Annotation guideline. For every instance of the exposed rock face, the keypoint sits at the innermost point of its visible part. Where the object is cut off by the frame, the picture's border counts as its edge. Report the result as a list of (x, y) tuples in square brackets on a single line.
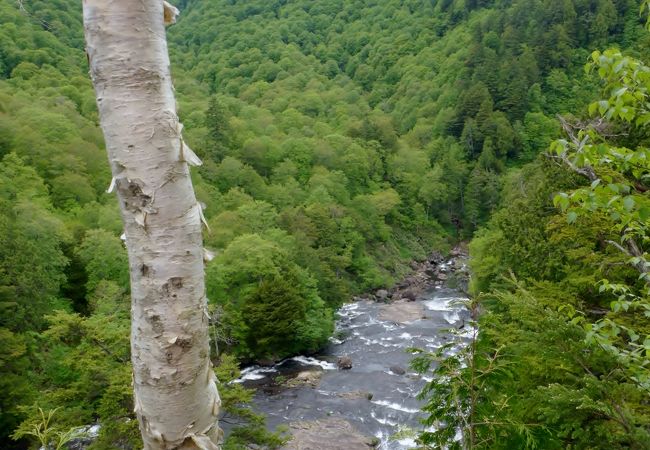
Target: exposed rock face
[(310, 378), (402, 311), (355, 395), (327, 434), (381, 294), (344, 363)]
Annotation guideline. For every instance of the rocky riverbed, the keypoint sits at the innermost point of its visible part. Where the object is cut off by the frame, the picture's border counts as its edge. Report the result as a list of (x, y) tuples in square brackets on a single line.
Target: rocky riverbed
[(360, 390)]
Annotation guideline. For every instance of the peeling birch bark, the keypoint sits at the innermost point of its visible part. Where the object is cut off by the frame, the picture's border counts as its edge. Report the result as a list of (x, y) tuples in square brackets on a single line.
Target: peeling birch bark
[(176, 398)]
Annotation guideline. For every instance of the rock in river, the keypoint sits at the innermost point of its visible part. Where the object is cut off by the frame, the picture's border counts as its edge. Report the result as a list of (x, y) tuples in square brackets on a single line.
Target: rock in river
[(327, 434), (344, 363), (402, 311)]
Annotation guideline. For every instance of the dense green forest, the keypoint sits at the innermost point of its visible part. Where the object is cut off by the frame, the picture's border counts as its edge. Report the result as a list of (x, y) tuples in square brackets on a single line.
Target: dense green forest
[(341, 140)]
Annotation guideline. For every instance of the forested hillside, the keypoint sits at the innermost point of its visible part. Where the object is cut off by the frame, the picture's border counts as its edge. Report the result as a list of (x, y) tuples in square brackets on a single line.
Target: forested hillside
[(341, 140)]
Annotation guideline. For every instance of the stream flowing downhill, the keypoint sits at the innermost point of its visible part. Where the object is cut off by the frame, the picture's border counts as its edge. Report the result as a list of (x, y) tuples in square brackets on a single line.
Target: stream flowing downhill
[(377, 395)]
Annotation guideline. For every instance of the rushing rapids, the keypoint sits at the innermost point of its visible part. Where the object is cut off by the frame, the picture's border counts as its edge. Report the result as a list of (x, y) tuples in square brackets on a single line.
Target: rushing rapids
[(377, 395)]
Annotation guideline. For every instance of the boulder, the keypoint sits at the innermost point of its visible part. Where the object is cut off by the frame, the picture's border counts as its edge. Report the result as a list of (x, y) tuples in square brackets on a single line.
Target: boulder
[(327, 434), (354, 395), (344, 363), (309, 378), (401, 312), (409, 295)]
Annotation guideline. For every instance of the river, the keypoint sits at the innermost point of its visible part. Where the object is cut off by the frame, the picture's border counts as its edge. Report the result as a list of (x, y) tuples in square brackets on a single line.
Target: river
[(377, 347)]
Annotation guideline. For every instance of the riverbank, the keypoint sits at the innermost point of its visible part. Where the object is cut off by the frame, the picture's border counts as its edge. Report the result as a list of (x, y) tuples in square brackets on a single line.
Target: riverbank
[(375, 394)]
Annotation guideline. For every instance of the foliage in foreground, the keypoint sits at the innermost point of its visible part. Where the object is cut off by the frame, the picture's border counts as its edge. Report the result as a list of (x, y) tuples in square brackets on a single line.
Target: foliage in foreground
[(563, 355)]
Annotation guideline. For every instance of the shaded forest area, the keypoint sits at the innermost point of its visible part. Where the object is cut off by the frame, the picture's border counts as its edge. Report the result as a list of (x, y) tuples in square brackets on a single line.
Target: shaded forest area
[(341, 140)]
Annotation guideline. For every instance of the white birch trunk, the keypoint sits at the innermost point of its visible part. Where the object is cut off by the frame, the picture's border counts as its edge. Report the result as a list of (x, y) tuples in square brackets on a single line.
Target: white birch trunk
[(175, 394)]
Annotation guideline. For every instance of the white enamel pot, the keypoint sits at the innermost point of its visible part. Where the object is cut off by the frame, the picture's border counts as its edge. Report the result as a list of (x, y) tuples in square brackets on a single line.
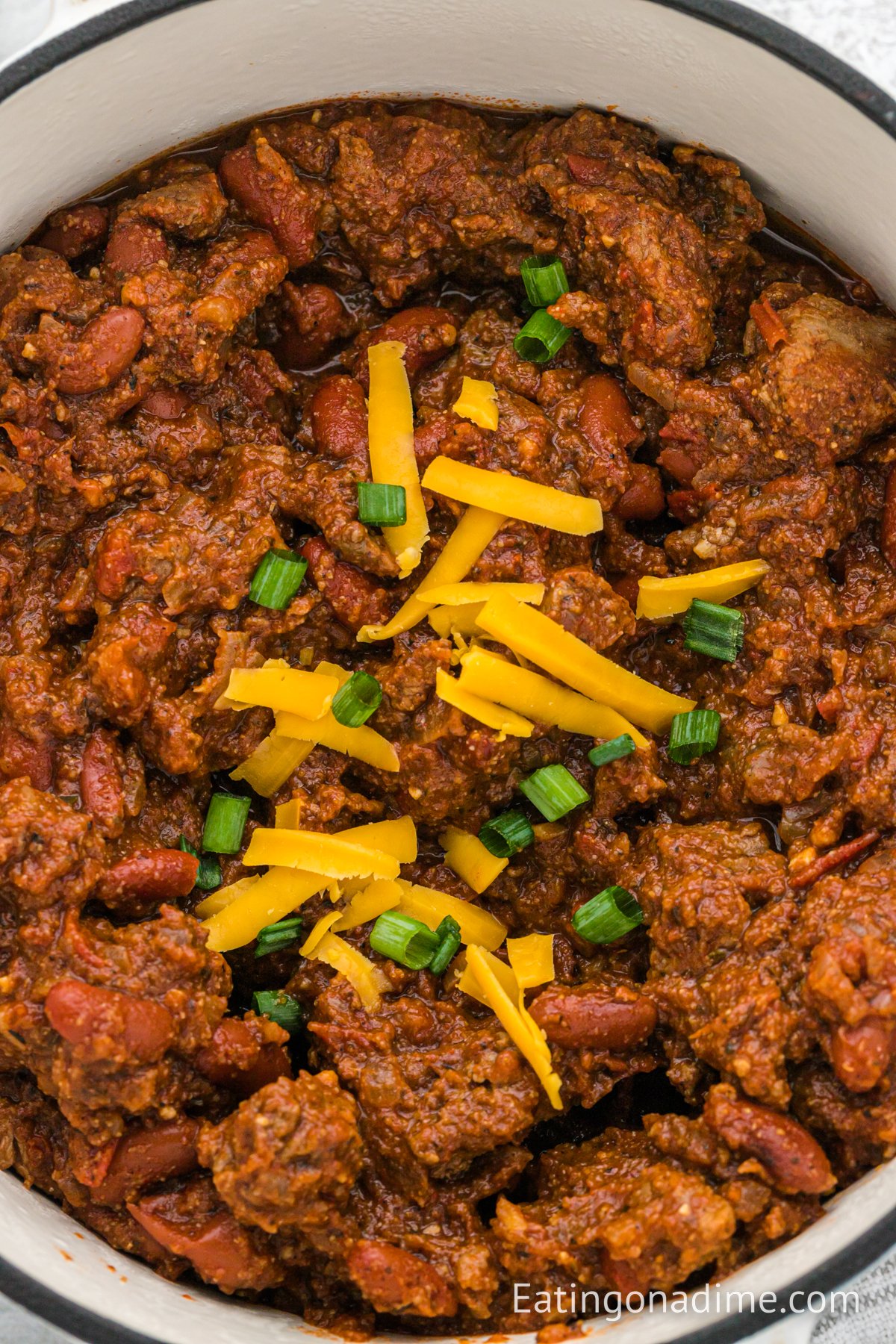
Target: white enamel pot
[(108, 84)]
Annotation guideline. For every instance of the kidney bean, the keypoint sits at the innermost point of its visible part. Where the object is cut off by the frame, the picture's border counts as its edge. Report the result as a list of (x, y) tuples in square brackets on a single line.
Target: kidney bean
[(790, 1156), (237, 1060), (862, 1053), (155, 875), (602, 1016), (73, 231), (274, 198), (102, 791), (312, 320), (217, 1246), (605, 418), (426, 332), (644, 497), (104, 349), (82, 1012), (355, 598), (339, 418), (833, 859), (148, 1156), (394, 1280), (889, 520), (134, 245)]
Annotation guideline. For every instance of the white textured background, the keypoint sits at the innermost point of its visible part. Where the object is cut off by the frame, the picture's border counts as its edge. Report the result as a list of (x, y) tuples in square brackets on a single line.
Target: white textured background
[(864, 34)]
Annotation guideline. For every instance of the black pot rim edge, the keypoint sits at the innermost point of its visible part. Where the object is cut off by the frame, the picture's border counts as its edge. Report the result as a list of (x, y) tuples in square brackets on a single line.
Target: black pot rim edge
[(860, 93)]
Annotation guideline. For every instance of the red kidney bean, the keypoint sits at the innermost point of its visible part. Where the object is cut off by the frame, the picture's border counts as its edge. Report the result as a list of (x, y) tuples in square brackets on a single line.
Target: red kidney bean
[(102, 352), (217, 1246), (80, 1012), (394, 1280), (148, 1156), (644, 497), (605, 418), (312, 320), (134, 245), (602, 1016), (790, 1156), (73, 231), (862, 1054), (426, 332), (339, 418), (156, 875), (355, 598)]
========================================================================
> Set problem
Rewrite all of the data above, changing "Annotation guideline" to "Labeling rule" and keeping everything else the same. Leave the pictures out.

> Finished task
Labeling rule. For every instance of the exposed rock face, the keypoint sits at the innermost point of its visible part. Where the object is cut off by the frame, the picture's border counts as its edge. Report the result as a list of (x, y) tuples in square brackets on a single line.
Target: exposed rock face
[(310, 378), (402, 311), (355, 395), (327, 434), (381, 294), (344, 363)]
Labeling rule. For every instance of the rocky riverbed, the keypoint sits at the innermost point of its visible part. Where the object is cut off by the frame, the picture's border counts as its edge. Report the result as a list of (x, y) tuples in square brackets on a single line.
Target: rocky riverbed
[(360, 390)]
Labeling rule. For every instance of the peeling birch bark, the keypoint sits at the innermost point of its visible part. Where the object is cut off by the frame, the picture's border counts as its edge. Report the result as a list of (x, y) tuples in square brackets on a single line.
Target: peeling birch bark
[(176, 398)]
Labeling rule. For every instance of the rock in river, the keypoint sits at the innermost point of its visible part. Where the object is cut off by the frame, the picture's border counts as its edge. Report the result as a list of (x, y) tuples in square brackets on a single line.
Target: rock in river
[(327, 434), (344, 363), (402, 311)]
Labeling rule. For every instance of the dense green forest, the keypoint sits at the innermost point of its visible part. Where the object is cut off by the frame, the picture's border counts as its edge. Report the result as a list of (x, y) tuples in square brackets on a single line.
Target: dense green forest
[(341, 140)]
Labeling rule. For every instance of the forested hillside, the keypoint sits at the innermost point of its visible part. Where the object is cut off by the frame, the picture's border counts as its edge. Report the result as a list of (x, y) tuples in square brackets on a single line.
Target: forested hillside
[(341, 140)]
Labeling rule. For every instance of the stream flowing downhill, the keypoint sits at the innermost point of its visible part. Where the object is cut off by the frame, the picture's border counts as its edge. Report the result as a list of (x, y) tuples in square brackets on a single line.
Target: stream flowing downhill
[(377, 395)]
Labeling rule. For every instance of the rushing rapids, the keypoint sits at the innermost point of its visible part. Where the object is cut off by the frame, the picture's border counts as its edge. Report the result as a list of (x, y) tuples in square brackets on a single line.
Target: rushing rapids
[(377, 395)]
Labeling rule. For every instance of the boulder, the keypoint sits at the innermost point of its visible part. Where the object is cut off by the frame, the picture's border counts as its edge. Report the result as a list of (x, y) tuples in square brackets on a single line.
Target: boulder
[(327, 434), (354, 395), (344, 363), (309, 378), (401, 312), (409, 295)]
Labeling rule. For every instance of the river, the keypoint sits at the innermost point of its visible part. Where the object is cut off by the frame, the picture's border counts as its edge. Report the result as a list of (x, y) tuples in square brackets on a single line.
Target: river
[(377, 347)]
Labeling rule. For every instance of the riverbank, the keypoint sits at the innermost point of its visible part. Where the object is cut off by the frame, the picture's border counts as its edge. Report the result as a list of (x, y) tuples in square brackets on a single line.
Target: riverbank
[(375, 394)]
Labeling rule. For every instance of the foliage in foreground, the keypoint sits at the innermost point of its visible part. Where the object is cut off by the frame, the picture's border counts as its edge. Report the result as a list of (x, y) tuples in square brackets on a single line.
Target: foliage in foreground
[(563, 355)]
Labeling rule. For every instance of the shaded forest area, the keypoint sits at the innermost point of its visible part. Where the object is cut off by the frame, the picture's border counts as its edge. Report the result as a list of (x, y) tuples in square brackets on a single line.
Target: shaded forest area
[(341, 140)]
Labeling rule. For every instance of the white birch trunk, the keypoint sits at the innermost point of its visible part. Where the object is cut off by the frame, the picture's border counts as its edge. Report the result as a list of (x, y) tuples in square brackets on a single line.
Target: white birch trunk
[(175, 394)]
Labeling rule. For every instance of the white enamel pot, the keypoint sits at the innermost point of its visible part. Where the object is cut off by the frame, the picture's border counts as its edge. Report the result as a list of (x, y) tuples in square brackets on a single line.
Target: white enamel pot
[(108, 84)]
Labeling rule. For every instance of the kidney bean, the keypoint sits at the innermost point of its visible part. Where the object is cut off by the frame, the picture's border counts as its edge. Report the result as a list of (x, y) tuples in square brackets on a single line.
Target: kidney bean
[(790, 1156), (237, 1060), (862, 1053), (155, 875), (602, 1016), (73, 231), (274, 198), (102, 791), (312, 320), (217, 1246), (605, 418), (426, 332), (644, 497), (104, 349), (82, 1012), (355, 598), (339, 418), (833, 859), (148, 1156), (394, 1280), (889, 520), (134, 245)]
Labeling rule. For every instance of the white textured background, the keypoint sits at the innermost point of its visible part. Where the object is cut off by the frame, the picture's border counts as its edge. Report the result as a list of (x, y) tuples in square brackets on a single line.
Target: white textured background
[(864, 34)]
Labeling rule. For every instance of the black pot rim edge, the keypoint sits at the innermost point of its visible part. Where the object is cut off by the frame, the picture's border counts as its edge. Report the result as a list of (x, y) tuples in square brackets on a single line.
Target: black pot rim edge
[(860, 93)]
Labeling rule. For every instance of the red kidney bean, the keypoint sits at the innermost point of its visible part. Where the object is cut off by the frame, the picture's border counts as its edge. Report the result as a list of (x, y) tuples in square brackets on a single line.
Target: red kidney bean
[(102, 352), (217, 1246), (80, 1012), (394, 1280), (148, 1156), (644, 497), (605, 418), (312, 320), (134, 245), (602, 1016), (790, 1156), (73, 231), (862, 1054), (426, 332), (339, 418), (156, 875), (355, 598)]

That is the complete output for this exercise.